**GIVEN DATA**
-- Opening Marker --

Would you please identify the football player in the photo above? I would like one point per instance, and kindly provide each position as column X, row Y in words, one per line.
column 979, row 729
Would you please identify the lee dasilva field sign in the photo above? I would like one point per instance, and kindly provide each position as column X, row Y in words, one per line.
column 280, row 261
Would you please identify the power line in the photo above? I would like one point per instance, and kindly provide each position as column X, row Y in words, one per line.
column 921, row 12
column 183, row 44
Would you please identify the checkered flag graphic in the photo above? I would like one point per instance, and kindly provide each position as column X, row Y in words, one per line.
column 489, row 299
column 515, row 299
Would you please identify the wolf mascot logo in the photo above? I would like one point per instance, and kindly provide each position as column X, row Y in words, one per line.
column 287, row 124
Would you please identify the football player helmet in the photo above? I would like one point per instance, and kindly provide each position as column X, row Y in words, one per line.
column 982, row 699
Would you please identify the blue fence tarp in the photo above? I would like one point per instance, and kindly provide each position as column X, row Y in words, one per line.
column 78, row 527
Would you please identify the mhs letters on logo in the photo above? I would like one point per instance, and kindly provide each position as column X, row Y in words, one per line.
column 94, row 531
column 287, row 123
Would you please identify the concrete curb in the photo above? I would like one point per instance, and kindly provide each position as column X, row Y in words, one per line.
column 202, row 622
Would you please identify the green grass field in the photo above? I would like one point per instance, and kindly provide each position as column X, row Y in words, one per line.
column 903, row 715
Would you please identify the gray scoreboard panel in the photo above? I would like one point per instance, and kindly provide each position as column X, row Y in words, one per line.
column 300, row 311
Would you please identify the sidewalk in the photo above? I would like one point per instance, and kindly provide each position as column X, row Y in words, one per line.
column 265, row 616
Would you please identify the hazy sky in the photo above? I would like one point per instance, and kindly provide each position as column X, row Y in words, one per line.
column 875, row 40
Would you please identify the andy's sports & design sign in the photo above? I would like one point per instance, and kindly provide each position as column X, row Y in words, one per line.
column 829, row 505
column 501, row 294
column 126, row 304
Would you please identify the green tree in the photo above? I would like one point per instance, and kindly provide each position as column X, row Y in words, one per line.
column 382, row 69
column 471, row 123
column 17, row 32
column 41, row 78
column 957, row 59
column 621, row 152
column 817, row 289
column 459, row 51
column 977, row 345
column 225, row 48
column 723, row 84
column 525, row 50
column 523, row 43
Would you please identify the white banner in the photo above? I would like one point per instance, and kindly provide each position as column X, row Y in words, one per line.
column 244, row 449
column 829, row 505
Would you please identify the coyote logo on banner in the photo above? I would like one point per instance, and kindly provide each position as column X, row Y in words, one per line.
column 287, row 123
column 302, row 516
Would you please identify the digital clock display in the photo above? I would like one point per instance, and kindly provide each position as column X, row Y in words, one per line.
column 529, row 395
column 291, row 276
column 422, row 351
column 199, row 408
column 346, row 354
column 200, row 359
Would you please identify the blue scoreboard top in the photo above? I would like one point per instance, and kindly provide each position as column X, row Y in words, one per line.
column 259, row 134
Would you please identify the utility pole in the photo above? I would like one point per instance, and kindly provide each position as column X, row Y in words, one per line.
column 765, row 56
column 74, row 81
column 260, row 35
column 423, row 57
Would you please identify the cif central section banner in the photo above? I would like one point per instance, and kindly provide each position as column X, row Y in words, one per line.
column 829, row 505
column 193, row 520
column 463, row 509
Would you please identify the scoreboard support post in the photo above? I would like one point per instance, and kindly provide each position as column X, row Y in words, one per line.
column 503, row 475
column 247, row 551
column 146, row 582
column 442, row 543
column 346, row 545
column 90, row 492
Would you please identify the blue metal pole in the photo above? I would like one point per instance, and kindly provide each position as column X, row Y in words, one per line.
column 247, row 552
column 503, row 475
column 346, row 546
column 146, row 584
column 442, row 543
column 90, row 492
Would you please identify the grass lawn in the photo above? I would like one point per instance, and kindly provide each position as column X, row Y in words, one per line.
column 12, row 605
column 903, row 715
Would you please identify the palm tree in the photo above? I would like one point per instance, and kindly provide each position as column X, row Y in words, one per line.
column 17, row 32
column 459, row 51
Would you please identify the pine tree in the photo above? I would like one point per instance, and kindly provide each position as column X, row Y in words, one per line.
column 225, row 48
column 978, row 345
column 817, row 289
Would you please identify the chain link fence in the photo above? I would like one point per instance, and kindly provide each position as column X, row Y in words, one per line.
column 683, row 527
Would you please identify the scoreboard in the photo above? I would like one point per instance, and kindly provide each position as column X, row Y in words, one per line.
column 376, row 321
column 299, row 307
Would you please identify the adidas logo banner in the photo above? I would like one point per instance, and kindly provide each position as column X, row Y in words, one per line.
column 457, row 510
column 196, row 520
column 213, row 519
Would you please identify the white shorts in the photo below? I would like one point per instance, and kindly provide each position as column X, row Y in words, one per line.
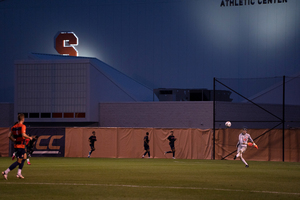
column 242, row 149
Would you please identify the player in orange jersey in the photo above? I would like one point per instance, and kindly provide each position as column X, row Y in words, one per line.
column 18, row 136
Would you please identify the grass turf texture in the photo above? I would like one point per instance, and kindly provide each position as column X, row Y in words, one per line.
column 101, row 178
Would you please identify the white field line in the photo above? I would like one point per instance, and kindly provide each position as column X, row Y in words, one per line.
column 145, row 186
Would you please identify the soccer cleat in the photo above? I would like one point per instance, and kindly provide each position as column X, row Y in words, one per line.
column 19, row 176
column 4, row 175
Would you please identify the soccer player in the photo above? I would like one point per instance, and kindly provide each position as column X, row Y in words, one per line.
column 92, row 141
column 29, row 147
column 146, row 145
column 242, row 145
column 18, row 135
column 172, row 140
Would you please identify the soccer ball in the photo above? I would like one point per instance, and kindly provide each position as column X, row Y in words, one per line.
column 228, row 124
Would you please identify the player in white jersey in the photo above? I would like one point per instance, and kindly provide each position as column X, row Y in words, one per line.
column 242, row 145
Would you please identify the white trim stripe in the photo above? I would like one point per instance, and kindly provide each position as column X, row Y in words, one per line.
column 159, row 187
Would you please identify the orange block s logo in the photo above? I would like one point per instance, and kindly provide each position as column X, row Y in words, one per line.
column 65, row 42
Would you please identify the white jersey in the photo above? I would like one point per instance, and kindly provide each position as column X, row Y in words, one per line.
column 243, row 140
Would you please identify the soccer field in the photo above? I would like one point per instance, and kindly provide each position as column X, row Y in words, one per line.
column 104, row 178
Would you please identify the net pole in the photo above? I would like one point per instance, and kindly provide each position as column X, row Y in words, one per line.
column 214, row 119
column 283, row 116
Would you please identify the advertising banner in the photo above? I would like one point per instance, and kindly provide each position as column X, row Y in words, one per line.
column 50, row 142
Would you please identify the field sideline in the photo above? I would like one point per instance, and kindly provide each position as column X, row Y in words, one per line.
column 105, row 178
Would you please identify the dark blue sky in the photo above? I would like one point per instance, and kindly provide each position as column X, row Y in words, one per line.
column 160, row 43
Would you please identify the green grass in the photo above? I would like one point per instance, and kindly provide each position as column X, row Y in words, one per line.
column 99, row 178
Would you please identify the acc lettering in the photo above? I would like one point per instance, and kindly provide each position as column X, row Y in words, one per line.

-- Closing Marker --

The listing is to be repeated word for word, with all pictures omitted.

Would you please identify the football player in the photo above? I would like one point per instance, and kindly provide each position as column X, row Y in words, one per line.
column 979, row 729
Would you please identify the lee dasilva field sign in the photo above? I would like one point per instance, and kindly provide each position as column X, row Y in words, one per line.
column 280, row 261
Would you please identify the power line in the photo above? I would like one point per instance, and kindly provide each position as column X, row Y in words, one per line.
column 921, row 12
column 183, row 44
Would you please identify the checkered flag graphic in the photo above? I would like one point per instance, and kindly provide each position as column X, row Y in words, one per line.
column 489, row 299
column 515, row 299
Would you please identify the wolf mascot logo in the photo above? I would like one point per instance, and kindly provide each position as column X, row Y in words, one per line.
column 287, row 124
Would you please identify the football player helmet in the photo above? I would like one point per instance, and kindly provide each position as column X, row Y in words, one per line.
column 982, row 699
Would you please identify the blue fence tarp in the photo above? I would like one point per instance, and kindly provide each position as column X, row Y in words, one per line.
column 78, row 527
Would you please identify the mhs letters on logo in the photo above? I would like one point per instance, and kindly provide each position as column X, row Y in words, one per line.
column 94, row 531
column 287, row 123
Would you please identify the concrete curb in the photo above? I would like one point per instance, and kindly provide each position as column X, row Y in words, one per line.
column 202, row 622
Would you please identify the green grass field in the photo above? I would like one point per instance, and kindly provide each position as column X, row Y in words, one per line.
column 903, row 715
Would you please identify the gray scoreboard panel in the photo above? I would like one point per instance, and kindly provide each position as column X, row Y in words, one per line.
column 300, row 311
Would you please identify the sidewalk in the photo above? I would like one point per instance, and kindly provide each position as column X, row Y in words, one per line.
column 265, row 616
Would you please identify the hazy sky in the photo above? I would like one point per instance, and kindly provide each position as column X, row Y in words, one per line.
column 875, row 40
Would you please identify the andy's sports & design sign in the photo above? I would like one point per instance, and kindly provide each position as column X, row Y in words, one per line.
column 829, row 505
column 501, row 294
column 126, row 304
Would you please identify the green tree in the photo above? I would like one point per instance, and kindly provide each position as column X, row Y in words, one per line.
column 382, row 69
column 471, row 123
column 17, row 32
column 41, row 78
column 957, row 59
column 621, row 152
column 817, row 289
column 459, row 51
column 977, row 345
column 225, row 48
column 723, row 84
column 525, row 50
column 523, row 43
Would you please identify the white banner in the photo above? I would like one point per instance, and kindly provide each position as column X, row Y in words, one per line.
column 244, row 449
column 829, row 505
Would you please identify the coyote logo on banner in the photo above? I would like one point per instance, and kindly provide each position as column X, row Y in words, one per line.
column 287, row 123
column 302, row 516
Would you please identify the digital clock display in the photo above? I would like one point per instance, and kindly provide each position as column X, row Y in words, one per line.
column 529, row 395
column 291, row 276
column 422, row 351
column 199, row 408
column 346, row 354
column 200, row 359
Would you please identify the blue scoreboard top in the photo above? I would like one point per instance, and kindly provide each position as column X, row Y in words, one per line.
column 259, row 134
Would you please identify the utility pole in the photo above? I would like one point per instance, and kindly provide each position as column X, row Y in words, one per line.
column 765, row 56
column 74, row 81
column 260, row 35
column 423, row 57
Would you please identify the cif central section banner in the photo above? I would like one point per instance, and kindly provide each position as column X, row Y in words, one per line.
column 829, row 505
column 193, row 520
column 463, row 509
Would you please identify the scoreboard support post in the photo above? I would like one point per instance, and kindly provide each position as column X, row Y in words, one per line.
column 503, row 475
column 247, row 551
column 146, row 582
column 442, row 543
column 346, row 545
column 90, row 492
Would you please identify the blue metal pole in the photo above? I would like one point per instance, and kindly provide each position as column X, row Y in words, one per line.
column 247, row 552
column 503, row 475
column 346, row 546
column 146, row 584
column 442, row 543
column 90, row 492
Would you please identify the grass lawn in the photo above? I would like one point per instance, and kindly provide each position as column X, row Y in words, one per line.
column 12, row 605
column 903, row 715
Would you please identify the palm tree in the photo above? I would like one point per instance, and kindly provide each position as column X, row Y in words, one per line.
column 17, row 32
column 459, row 51
Would you please identify the pine tree in the photo above? I would like one point per instance, and kindly provide each position as column X, row Y in words, one per line.
column 225, row 48
column 978, row 345
column 817, row 289
Would you please identify the chain link fence in the photo above? I would like one point per instance, and kindly provide each position as column X, row Y in words, one per line.
column 683, row 527
Would you please identify the scoreboard in the photo above? I would like one point per instance, and kindly provide each position as column X, row Y in words, one per line.
column 376, row 321
column 299, row 307
Would you please identify the adidas logo banner in the photo above? I would like one point per instance, and kindly provide each position as column X, row Y in words, one per line.
column 457, row 510
column 196, row 520
column 213, row 519
Would you please identify the white shorts in the photo below? I would like one point per instance, and kindly provide each position as column X, row Y in words, one per line.
column 242, row 149
Would you please identify the player in orange jersey in the photo above? I would like one point per instance, and kindly provide each position as column X, row Y in words, one per line.
column 18, row 136
Would you please identify the grass turf texture in the photo above? I would like one point per instance, and kindly provide each position as column X, row Y in words, one per line.
column 101, row 178
Would you please identify the white field line in the photo above? I would like one point per instance, and kindly provide each position as column X, row Y in words, one per line.
column 145, row 186
Would you please identify the soccer cleat in the photo above? I would like one point per instance, and kindly provide each position as column X, row Y in words, one per line.
column 19, row 176
column 4, row 175
Would you please identify the soccer player in the photo above? I would like one point per instance, and kindly provide each position as column X, row Y in words, one per line.
column 92, row 141
column 29, row 147
column 146, row 145
column 242, row 145
column 18, row 135
column 172, row 140
Would you please identify the soccer ball in the photo above? I would like one point per instance, and kindly provide each position as column X, row Y in words, one per line.
column 228, row 124
Would you please identify the player in white jersey in the photo above? I would like one point per instance, and kindly provide each position as column X, row Y in words, one per line.
column 242, row 145
Would you please identify the white trim stripe in the photo above? I would like one point per instance, and kindly provide each position as column X, row Y in words, one per line.
column 159, row 187
Would you please identify the orange block s logo in the photo above? I would like one point per instance, and kindly provide each position as column X, row Y in words, one per line.
column 65, row 42
Would you please identify the white jersey in the photo above? I would like one point per instance, and kindly provide each position as column X, row Y in words, one per line.
column 243, row 140
Would you please identify the soccer field in the photo above? I would like one point per instance, and kindly provide each position as column X, row Y in words, one per line.
column 104, row 178
Would you please identify the net pole in the photo above? I would like one point per instance, and kindly provide each position as column X, row Y in words, one per line.
column 214, row 119
column 283, row 116
Would you please identify the advertising banner in the photo above? I would like one point per instance, and kindly provide each position as column X, row Y in words, one per line.
column 50, row 142
Would you please identify the field sideline in the photo above? I would like one point per instance, and kindly provide each position as column X, row Y in words, one per line.
column 105, row 178
Would you please identify the dark blue sky in the photo above? I would like one point per instance, and kindly provide each position as column X, row Y in words, one per line.
column 160, row 43
Would you please identify the green grass in the photo above? I would like one point per instance, and kindly provide each position as column X, row Y in words, one per line.
column 99, row 178
Would you please identify the acc lettering in the photo above? I would like one point per instance, and kindly provide each position as column X, row Y in words, one per line.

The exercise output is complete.